_Problem description_
Write out each line of the data below, keeping every word and number unchanged.
⟨
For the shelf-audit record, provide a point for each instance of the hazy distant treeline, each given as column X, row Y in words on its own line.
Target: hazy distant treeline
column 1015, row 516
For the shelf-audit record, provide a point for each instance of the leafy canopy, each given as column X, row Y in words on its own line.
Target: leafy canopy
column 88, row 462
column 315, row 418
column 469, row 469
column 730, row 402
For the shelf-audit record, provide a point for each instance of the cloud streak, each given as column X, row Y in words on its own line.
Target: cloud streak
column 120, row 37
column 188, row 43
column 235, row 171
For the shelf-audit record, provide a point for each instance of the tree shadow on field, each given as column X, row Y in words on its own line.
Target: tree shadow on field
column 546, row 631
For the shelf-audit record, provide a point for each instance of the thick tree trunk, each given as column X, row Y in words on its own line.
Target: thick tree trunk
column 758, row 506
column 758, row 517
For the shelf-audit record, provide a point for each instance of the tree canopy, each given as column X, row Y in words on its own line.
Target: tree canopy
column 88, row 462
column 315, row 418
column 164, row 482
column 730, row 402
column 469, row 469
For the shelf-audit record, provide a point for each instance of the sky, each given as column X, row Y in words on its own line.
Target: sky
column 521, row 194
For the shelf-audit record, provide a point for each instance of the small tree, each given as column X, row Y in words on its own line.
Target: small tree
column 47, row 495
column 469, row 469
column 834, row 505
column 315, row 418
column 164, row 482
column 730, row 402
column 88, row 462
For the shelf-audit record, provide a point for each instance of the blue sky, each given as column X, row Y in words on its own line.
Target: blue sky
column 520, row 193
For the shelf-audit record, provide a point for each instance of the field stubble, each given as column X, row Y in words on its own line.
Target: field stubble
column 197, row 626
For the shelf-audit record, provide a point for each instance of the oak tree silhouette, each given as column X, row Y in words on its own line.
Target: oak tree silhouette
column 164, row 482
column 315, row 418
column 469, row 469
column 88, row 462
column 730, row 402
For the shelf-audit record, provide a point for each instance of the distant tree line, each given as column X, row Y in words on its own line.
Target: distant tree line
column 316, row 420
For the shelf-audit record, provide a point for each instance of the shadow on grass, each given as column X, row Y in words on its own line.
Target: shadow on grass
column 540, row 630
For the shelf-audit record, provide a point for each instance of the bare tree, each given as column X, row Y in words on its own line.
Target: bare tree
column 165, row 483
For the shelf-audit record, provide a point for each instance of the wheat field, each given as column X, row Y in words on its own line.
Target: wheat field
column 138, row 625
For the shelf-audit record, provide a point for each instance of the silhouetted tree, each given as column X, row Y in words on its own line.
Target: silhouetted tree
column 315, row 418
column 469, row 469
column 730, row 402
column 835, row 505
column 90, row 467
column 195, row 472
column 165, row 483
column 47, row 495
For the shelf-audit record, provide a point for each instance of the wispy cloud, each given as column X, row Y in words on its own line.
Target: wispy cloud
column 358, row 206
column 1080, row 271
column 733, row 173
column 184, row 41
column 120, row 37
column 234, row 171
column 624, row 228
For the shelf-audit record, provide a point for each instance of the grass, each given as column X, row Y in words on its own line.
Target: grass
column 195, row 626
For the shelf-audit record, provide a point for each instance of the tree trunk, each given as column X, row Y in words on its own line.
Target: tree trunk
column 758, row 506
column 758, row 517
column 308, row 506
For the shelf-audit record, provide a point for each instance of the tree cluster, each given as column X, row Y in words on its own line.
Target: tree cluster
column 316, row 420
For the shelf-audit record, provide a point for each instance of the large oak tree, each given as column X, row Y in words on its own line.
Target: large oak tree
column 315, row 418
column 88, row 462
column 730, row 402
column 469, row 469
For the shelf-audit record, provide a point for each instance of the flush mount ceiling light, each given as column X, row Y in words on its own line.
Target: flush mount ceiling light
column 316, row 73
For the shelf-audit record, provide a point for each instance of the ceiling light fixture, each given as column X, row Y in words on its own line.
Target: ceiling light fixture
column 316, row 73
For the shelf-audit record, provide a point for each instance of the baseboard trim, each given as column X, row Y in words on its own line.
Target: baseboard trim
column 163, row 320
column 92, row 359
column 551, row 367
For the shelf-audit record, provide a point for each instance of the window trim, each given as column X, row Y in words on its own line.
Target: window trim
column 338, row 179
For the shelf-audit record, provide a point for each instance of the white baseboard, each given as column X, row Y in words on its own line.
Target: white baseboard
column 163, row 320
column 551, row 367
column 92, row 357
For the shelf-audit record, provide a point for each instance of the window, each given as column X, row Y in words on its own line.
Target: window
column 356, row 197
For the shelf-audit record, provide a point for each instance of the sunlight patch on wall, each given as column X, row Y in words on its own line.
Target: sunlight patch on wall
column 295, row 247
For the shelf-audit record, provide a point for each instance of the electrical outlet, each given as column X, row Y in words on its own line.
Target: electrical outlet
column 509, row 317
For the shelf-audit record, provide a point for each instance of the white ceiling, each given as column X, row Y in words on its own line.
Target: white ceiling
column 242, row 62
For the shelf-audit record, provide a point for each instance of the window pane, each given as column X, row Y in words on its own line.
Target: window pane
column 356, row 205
⟩
_Task result_
For the shelf-audit record, provide a point for each instance of the hazy distant treeline, each given as column X, row Y in words on its own line.
Target: hazy distant treeline
column 1015, row 516
For the shelf-audit record, provide a point for each instance of the leafy canopy, each given as column X, row Y in words on its own line.
Target: leafy canopy
column 88, row 462
column 315, row 418
column 469, row 469
column 730, row 402
For the shelf-audit record, provide a point for each instance of the cloud streak, each given as column X, row Y in words on its own line.
Target: cloud streak
column 120, row 37
column 188, row 43
column 235, row 171
For the shelf-audit record, provide a point for each instance of the tree shadow on field, each given as column X, row Y in words on its own line.
Target: tree shadow on field
column 546, row 631
For the shelf-audit record, provide a point for each instance of the thick tree trunk, each given as column X, row Y in words on its own line.
Target: thick tree trunk
column 758, row 506
column 758, row 517
For the shelf-audit record, provide a point for each instance of the tree canopy, each given as column X, row Y in words on its own line.
Target: tree canopy
column 88, row 462
column 315, row 418
column 164, row 482
column 730, row 402
column 469, row 469
For the shelf-audit record, provide a point for each instance of the sky, each given as column X, row Y in words on its own line.
Target: sky
column 521, row 194
For the shelf-audit record, provide a point for each instance of the small tree, each given as column X, row Y in words on its own line.
Target: small tree
column 47, row 495
column 469, row 469
column 834, row 505
column 315, row 418
column 164, row 482
column 730, row 402
column 88, row 462
For the shelf-audit record, provide a point for each instance of the blue sky, each given as column X, row Y in words on its own line.
Target: blue sky
column 520, row 193
For the shelf-audit record, provide a point for each instance of the field stubble, each given as column X, row Y in words on its own line.
Target: field stubble
column 197, row 626
For the shelf-audit record, provide a point for each instance of the oak tree silhouette, each given as column X, row Y in words on its own line.
Target: oak tree silhouette
column 164, row 482
column 315, row 418
column 469, row 469
column 88, row 462
column 730, row 402
For the shelf-audit record, provide a point for each instance of the distant tree line, each given as column X, row Y in words on its own line.
Target: distant tree line
column 316, row 420
For the shelf-audit record, provide a point for each instance of the shadow on grass, each given as column X, row Y in words on its own line.
Target: shadow on grass
column 540, row 630
For the shelf-audit record, provide a point for each instance of the bare tree, each given as column X, row Y in words on its own line.
Target: bare tree
column 165, row 483
For the shelf-audit record, provide a point for each instance of the wheat field, each given as column X, row Y in words on its own line.
Target: wheat field
column 138, row 625
For the shelf-audit record, provide a point for each instance of the silhouetted tree, each given as column X, row Y in words on its own line.
Target: silhouetted tree
column 315, row 418
column 469, row 469
column 730, row 402
column 835, row 505
column 90, row 467
column 195, row 472
column 165, row 483
column 47, row 495
For the shelf-audit record, provide a point for each instance of the wispy cloud, each given as column X, row Y in words on its own line.
Target: wispy cloud
column 358, row 206
column 1080, row 271
column 733, row 173
column 184, row 41
column 120, row 37
column 234, row 171
column 624, row 228
For the shelf-audit record, provide a point for each instance of the grass, each given as column X, row Y in words on its own line.
Target: grass
column 195, row 626
For the shelf-audit record, provide a point for each instance of the tree trunk, each given as column X, row Y in words on its own line.
Target: tree trunk
column 758, row 506
column 758, row 517
column 308, row 506
For the shelf-audit record, provide a point for each instance of the tree cluster, each given as column X, row Y in words on its own line.
Target: tree cluster
column 316, row 420
For the shelf-audit record, provide a point for each instance of the large oak tree, each given as column X, row Y in words on its own line.
Target: large oak tree
column 315, row 418
column 88, row 462
column 730, row 402
column 469, row 469
For the shelf-audit record, provide a point for each instance of the flush mount ceiling light, each given as column X, row Y in words on its own line.
Target: flush mount ceiling light
column 316, row 73
For the shelf-audit record, provide a point for each instance of the ceiling light fixture, each given as column X, row Y in words on its own line.
Target: ceiling light fixture
column 316, row 73
For the shelf-audit record, provide a point for each instance of the baseboard trim, each given as column X, row Y in words on its own line.
Target: baseboard trim
column 163, row 320
column 92, row 359
column 551, row 367
For the shelf-audit record, provide a point for each instance of the window trim, each given as column X, row Y in words on its own line.
Target: window trim
column 338, row 179
For the shelf-audit record, provide a point for each instance of the white baseboard, each given as column X, row Y in words on its own line.
Target: white baseboard
column 163, row 320
column 551, row 367
column 92, row 357
For the shelf-audit record, provide a point for each instance of the window, each given as column X, row Y in words on its own line.
Target: window
column 356, row 197
For the shelf-audit record, provide a point for each instance of the sunlight patch on wall, each given as column X, row Y in words on its own line.
Target: sunlight patch on wall
column 295, row 247
For the shelf-audit record, provide a point for each instance of the electrical outlet, each given as column X, row Y in words on its own line.
Target: electrical outlet
column 509, row 317
For the shelf-audit record, provide a point for each instance of the white ceiling, each given as column X, row Y in words on its own line.
Target: white ceiling
column 242, row 62
For the shelf-audit record, provide a point for each instance of the window pane, each given as column X, row Y in words on its own line.
Target: window pane
column 356, row 205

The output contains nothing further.